# [Task instructions]
The records shown below are to be repeated exactly and completely.

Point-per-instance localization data

◇ ◇ ◇ ◇

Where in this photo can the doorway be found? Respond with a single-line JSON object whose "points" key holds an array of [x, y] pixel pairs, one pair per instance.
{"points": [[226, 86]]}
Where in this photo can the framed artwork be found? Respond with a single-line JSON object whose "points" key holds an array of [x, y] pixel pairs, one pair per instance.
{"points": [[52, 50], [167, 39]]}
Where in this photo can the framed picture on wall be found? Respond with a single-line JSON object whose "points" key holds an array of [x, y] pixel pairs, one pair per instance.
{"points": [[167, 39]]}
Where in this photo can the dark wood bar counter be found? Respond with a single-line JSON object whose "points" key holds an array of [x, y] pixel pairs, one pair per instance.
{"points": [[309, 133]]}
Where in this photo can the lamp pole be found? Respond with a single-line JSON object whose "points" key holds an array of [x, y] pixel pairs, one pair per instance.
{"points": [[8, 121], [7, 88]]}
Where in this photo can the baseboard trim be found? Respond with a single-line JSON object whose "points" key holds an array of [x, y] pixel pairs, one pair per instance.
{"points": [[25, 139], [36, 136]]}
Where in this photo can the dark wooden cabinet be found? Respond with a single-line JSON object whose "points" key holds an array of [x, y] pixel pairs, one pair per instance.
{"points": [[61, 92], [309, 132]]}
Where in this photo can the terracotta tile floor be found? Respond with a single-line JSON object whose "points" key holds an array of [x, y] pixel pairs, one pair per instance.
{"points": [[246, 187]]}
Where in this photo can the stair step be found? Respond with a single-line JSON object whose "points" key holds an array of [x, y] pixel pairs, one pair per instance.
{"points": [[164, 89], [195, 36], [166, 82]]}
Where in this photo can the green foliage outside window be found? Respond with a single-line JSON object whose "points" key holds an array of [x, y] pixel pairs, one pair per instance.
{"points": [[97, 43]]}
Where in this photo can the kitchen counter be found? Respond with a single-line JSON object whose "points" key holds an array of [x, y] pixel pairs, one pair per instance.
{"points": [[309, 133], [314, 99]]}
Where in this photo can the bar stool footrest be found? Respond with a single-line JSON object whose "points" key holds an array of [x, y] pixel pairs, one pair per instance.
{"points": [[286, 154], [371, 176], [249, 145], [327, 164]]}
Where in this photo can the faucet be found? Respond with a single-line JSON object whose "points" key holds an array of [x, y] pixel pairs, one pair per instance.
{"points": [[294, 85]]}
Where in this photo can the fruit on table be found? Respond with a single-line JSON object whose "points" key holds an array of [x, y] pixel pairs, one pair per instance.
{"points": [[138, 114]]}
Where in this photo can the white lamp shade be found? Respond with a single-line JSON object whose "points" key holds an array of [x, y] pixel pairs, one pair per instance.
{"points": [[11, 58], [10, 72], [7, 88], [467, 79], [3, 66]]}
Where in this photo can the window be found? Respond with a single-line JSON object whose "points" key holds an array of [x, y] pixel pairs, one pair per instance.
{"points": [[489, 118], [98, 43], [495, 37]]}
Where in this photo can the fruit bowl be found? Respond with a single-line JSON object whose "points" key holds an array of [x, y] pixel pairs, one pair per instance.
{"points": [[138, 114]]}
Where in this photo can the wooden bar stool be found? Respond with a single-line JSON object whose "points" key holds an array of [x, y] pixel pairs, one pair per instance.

◇ ◇ ◇ ◇

# [Completed exercise]
Where in this photo can the doorway be found? Respond with a single-line JSON object whose "points" key holds an array of [x, y] pixel pairs, one pair per instance.
{"points": [[226, 86]]}
Where in this photo can the framed artwork be found? Respond with a single-line JSON object whose "points" key holds an array of [x, y] pixel pairs, one pair per instance.
{"points": [[52, 50], [167, 39]]}
Where in this photo can the framed picture on wall be found? Respond with a single-line JSON object whose "points" key holds an array of [x, y] pixel pairs, one pair per instance.
{"points": [[167, 39]]}
Where in this photo can the dark wood bar counter be found? Respond with a single-line JSON object whose "points" key holds an array of [x, y] pixel pairs, one pair per instance.
{"points": [[309, 133]]}
Where in this photo can the lamp pole be found? Respond with a single-line JSON object whose "points" key holds an array of [x, y] pixel pairs, one pair per instance.
{"points": [[8, 121], [7, 88]]}
Where in this photo can the baseboard trim be found? Respond with a single-line JSON object whose "points" key holds an array of [x, y] pixel pairs, one pair per instance.
{"points": [[25, 139], [36, 136]]}
Where in this photo can the dark wooden cabinet be found? Respond with a single-line JSON object whose "points" key holds an array of [x, y] pixel pairs, one pair per instance.
{"points": [[61, 92], [309, 132]]}
Where in this photo can the terracotta tile floor be found? Respond with a single-line JSON object whose "points" key holds an array of [x, y] pixel pairs, one pair per instance.
{"points": [[246, 187]]}
Where in this photo can the stair step be found? Respond with a single-line JSON object whose "points" key holds an array of [x, y] pixel pairs, one pair per instance.
{"points": [[164, 89], [195, 36], [166, 82]]}
Where in this photo can the green foliage outside window be found? Respond with a single-line JSON object whose "points" key holds an array of [x, y] pixel pairs, one pair per instance.
{"points": [[97, 43]]}
Where in this photo can the kitchen counter be found? Respond with a single-line JSON object whose "points" key holds an array of [x, y] pixel pairs, one pair per instance.
{"points": [[309, 133], [314, 99]]}
Where in this photo can the bar stool footrest be found? Respond with a single-line JSON object whose "points" key holds an array of [x, y] pixel pairs, one pair per instance.
{"points": [[286, 154], [371, 176], [249, 145], [327, 164]]}
Where in this photo can the faucet be found? Respond with a single-line JSON object whose "points" key holds an array of [x, y] pixel pairs, one pair per instance.
{"points": [[294, 85]]}
Where in this photo can the fruit on table be found? Respond with a single-line JSON object whose "points" key holds an array of [x, y] pixel pairs, one pair per instance.
{"points": [[138, 114]]}
Where in this photo can the white lamp shade be found? Respond with a single-line JSON object whose "points" key holds an array of [x, y] pixel pairs, one pair per instance.
{"points": [[11, 58], [10, 72], [7, 88], [467, 79], [3, 66]]}
Where in this photo can the window be found? Respond with a single-line JSON object whose "points" key holds an array of [x, y] pixel pairs, one pair per instance.
{"points": [[489, 118], [98, 43], [495, 37]]}
Where in this photo can the fruit bowl be found? Respond with a single-line JSON object whose "points" key holds an array of [x, y] pixel pairs, one pair per instance.
{"points": [[138, 114]]}
Where in this photo can the wooden bar stool be found? Respond with a single-line JSON object whose "points" key holds an array of [x, y] pixel pairs, one pair per instance.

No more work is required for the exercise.